■ Exercise objective: Rewrite the records below, substituting "image" for every occurrence of "picture" and leaving all other wording as it is.

■ Data extract:
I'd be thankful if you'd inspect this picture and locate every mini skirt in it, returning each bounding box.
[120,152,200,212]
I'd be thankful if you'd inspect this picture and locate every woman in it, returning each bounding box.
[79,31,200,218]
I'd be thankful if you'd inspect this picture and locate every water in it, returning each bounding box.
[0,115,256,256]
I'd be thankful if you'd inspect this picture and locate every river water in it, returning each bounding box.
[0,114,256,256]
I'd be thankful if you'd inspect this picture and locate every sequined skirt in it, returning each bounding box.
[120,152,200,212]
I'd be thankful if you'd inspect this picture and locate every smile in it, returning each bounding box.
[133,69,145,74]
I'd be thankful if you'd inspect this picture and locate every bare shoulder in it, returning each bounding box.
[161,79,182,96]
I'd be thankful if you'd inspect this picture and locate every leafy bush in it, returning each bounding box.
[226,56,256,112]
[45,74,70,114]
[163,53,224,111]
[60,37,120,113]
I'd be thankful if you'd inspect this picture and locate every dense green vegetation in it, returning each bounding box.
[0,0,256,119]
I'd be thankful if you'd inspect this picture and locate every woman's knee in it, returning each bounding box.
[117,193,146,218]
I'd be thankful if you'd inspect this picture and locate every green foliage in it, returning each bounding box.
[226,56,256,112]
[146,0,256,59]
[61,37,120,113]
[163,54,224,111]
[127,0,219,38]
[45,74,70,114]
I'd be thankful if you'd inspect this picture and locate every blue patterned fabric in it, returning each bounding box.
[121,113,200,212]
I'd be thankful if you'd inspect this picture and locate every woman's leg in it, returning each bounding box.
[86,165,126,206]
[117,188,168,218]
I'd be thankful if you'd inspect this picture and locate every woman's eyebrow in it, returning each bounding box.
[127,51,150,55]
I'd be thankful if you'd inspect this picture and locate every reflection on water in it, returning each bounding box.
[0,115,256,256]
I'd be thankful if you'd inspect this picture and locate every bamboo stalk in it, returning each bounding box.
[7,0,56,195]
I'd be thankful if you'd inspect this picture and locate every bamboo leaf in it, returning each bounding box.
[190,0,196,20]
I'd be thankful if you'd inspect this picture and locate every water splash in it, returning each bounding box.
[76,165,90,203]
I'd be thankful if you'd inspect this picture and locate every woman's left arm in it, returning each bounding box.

■ Expected output:
I'd be thankful if you'd inspect this image and locate every mini skirt in it, returning each bounding box.
[120,152,200,212]
I'd be thankful if you'd inspect this image and locate every woman in it, returning each bounding box.
[79,31,200,218]
I'd be thankful if you'd inspect this image and locate every water in it, returning each bounding box.
[0,115,256,256]
I'd be thankful if you'd inspect this image and locate every river water in it, returning each bounding box.
[0,114,256,256]
I'd be thankful if you'd inspect this image and locate every sequined skirt in it, returning each bounding box.
[120,152,200,212]
I'd be thankful if you'd inspect this image and locate every smile in it, returning each bounding box.
[133,69,145,74]
I'd be thankful if you'd inspect this image and locate every bare shoulder in it, returning each bounding box.
[161,79,182,96]
I'd be thankful if you'd inspect this image and locate every leafy bush in it, returning each bounding box.
[226,56,256,112]
[45,74,70,114]
[163,53,224,111]
[60,37,120,113]
I'd be thankful if you'd inspect this image and locate every dense green vegetation in it, returning each bounding box.
[0,0,256,119]
I'd be thankful if you'd inspect this image and locate every woman's knee in it, returning each bounding box.
[117,193,146,218]
I'd be thankful if you'd inspect this image and locate every green foliage in it, returning each bounding box.
[226,56,256,112]
[146,0,256,59]
[61,37,120,113]
[163,54,224,111]
[127,0,219,38]
[45,74,70,114]
I'd be thankful if you'd inspect this image and locate every blue patterned fabric in it, returning each bounding box.
[121,113,200,212]
I'd be thankful if you'd inspect this image and locate every woman's leg in it, returning each bounding box.
[86,165,126,206]
[117,188,168,218]
I'd be thankful if you'd inspect this image and locate every woman's eyebrow in it, returning each bounding box.
[127,51,150,55]
I'd be thankful if you'd inspect this image and locate every reflection on water in it, returning each bounding box.
[0,115,256,256]
I'd be thankful if you'd inspect this image and locate every bamboo stalk in it, returning each bounding box.
[7,0,56,195]
I'd be thankful if you'd inspect this image and locate every bamboo leaf in it, returning each bounding box.
[190,0,196,20]
I'd be thankful if you'd inspect this image and locate every water splash in it, returning each bounding box.
[76,165,90,203]
I'd be thankful if you'd inspect this image and locate every woman's left arm in it, returning each bounding box.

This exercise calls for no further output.